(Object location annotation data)
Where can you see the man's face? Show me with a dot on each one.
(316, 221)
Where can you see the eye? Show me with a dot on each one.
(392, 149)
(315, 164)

● **TASK DETAILS**
Switch "dot" to "point" in the part of the rows that opens with the line containing "Where can you see the eye?" and closes with the last row, keeping everything else the same. Give back only that part.

● **TASK RESULT**
Where can you see the eye? Show me with a point on each one.
(392, 149)
(315, 164)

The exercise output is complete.